(Given task a): Copy out the entries from the line containing "the sea water" down to the last line of the entries, substituting "marker" for "pin" and leaving everything else as it is.

(Extract to read):
------------------------------------
Yes, you read that correctly: This woman claims these Non-GMO labels are “ruining” her shopping experience. They are just a few words slapped onto food packaging with an image of an unassuming-looking butterfly, yet somehow they are turning her trips to the supermarket into an unbearable undertaking.
What's even more outrageous, this easily frustrated individual says that people do not have a “right to know” if food is GMO because she feels that GMOs are essentially “impossible to define.” She also says these labels don’t tell us anything meaningful. That’s funny; GMOs are a huge topic of debate throughout the world and everyone on both sides seems to know exactly what people are referring to when they use the term.
She might not want to know if her food contains GMOs, but plenty of other people certainly do. Why else would 3,000 brands go to the trouble of having 43,000 products verified by them? Granted, the label is not quite the same as an organic certification, but it does give peace of mind that a company has avoided GMOs in all aspects of food production. It doesn’t consider whether or not a product was exposed to chemical fertilizers or other synthetic substances like the USDA organic label does, but it’s still a good mark to look out for when deciding between two products that otherwise appear to be similar.
------------------------------------
(Data extract):
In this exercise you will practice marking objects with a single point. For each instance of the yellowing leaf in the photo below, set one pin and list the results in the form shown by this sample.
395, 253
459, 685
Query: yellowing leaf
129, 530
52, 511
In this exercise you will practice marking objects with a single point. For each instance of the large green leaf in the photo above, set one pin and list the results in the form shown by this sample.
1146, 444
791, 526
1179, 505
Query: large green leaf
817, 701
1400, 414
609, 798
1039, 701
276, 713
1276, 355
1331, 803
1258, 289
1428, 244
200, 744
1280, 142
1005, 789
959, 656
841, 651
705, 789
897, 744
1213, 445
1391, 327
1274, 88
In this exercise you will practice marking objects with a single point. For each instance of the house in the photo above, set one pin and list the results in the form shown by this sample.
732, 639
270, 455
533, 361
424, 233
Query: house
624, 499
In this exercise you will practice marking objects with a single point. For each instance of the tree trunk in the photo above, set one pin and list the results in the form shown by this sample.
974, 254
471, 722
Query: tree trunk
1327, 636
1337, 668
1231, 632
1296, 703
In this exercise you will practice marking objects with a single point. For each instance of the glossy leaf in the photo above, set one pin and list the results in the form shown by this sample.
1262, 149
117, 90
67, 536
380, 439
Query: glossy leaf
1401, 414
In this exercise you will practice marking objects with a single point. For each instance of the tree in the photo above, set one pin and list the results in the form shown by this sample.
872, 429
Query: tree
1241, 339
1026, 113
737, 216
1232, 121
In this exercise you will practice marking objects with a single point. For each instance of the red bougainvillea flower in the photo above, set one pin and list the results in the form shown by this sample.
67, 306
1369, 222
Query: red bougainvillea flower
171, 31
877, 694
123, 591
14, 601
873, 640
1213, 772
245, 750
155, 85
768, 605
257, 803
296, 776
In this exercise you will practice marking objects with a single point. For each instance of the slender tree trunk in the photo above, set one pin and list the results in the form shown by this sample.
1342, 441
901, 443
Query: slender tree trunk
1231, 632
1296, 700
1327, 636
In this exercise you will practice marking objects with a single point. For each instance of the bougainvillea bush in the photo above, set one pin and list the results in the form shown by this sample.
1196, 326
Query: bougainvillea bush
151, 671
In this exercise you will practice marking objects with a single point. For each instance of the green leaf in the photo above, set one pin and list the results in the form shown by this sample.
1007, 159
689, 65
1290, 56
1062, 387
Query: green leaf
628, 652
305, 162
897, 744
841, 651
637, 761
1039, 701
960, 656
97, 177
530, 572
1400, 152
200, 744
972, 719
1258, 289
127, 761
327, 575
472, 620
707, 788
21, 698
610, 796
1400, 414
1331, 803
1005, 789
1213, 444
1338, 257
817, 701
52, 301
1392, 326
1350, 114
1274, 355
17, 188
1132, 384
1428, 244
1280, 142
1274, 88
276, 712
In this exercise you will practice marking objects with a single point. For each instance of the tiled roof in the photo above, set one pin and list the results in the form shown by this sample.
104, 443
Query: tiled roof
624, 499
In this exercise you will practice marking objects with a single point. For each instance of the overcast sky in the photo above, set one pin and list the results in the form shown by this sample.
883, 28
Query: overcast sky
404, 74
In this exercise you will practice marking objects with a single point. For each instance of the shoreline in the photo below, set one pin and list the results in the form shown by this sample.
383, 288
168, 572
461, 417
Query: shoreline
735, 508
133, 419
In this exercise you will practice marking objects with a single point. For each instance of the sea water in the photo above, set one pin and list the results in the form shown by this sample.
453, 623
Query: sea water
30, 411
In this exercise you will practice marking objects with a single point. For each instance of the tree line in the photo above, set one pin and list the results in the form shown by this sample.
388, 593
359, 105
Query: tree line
------------------------------------
(Given task b): Continue the commentary on Non-GMO labels from its last sentence.

(Expected answer a):
In this exercise you will practice marking objects with a single point. For each instance of the sea water in the photo above, set one marker and list the results in the form shown by this sample.
453, 623
Query: sea water
30, 411
In this exercise you will practice marking objects with a single point. For each instance of the tree line in the photo above, set one marker and list the results in the form shown by this sample.
388, 593
359, 105
Query: tree line

(Expected answer b):
Consumers do indeed have a right to know what the products they are buying contain. If you don’t care whether you consume GMOs or not, that’s your right. In that case, don’t look for the label, buy whatever you want, go home and eat it and roll the dice with your health. There is no reason to get worked up over a label on packaging – unless, of course, you are being paid to make a point about it.
She’s taking this really hard for someone who ostensibly has no vested interest in the matter. A quick scroll through some of the author’s past articles for Forbes, however, brings up an interesting and wholly unsurprising trend: She’s quite fond of defending Monsanto.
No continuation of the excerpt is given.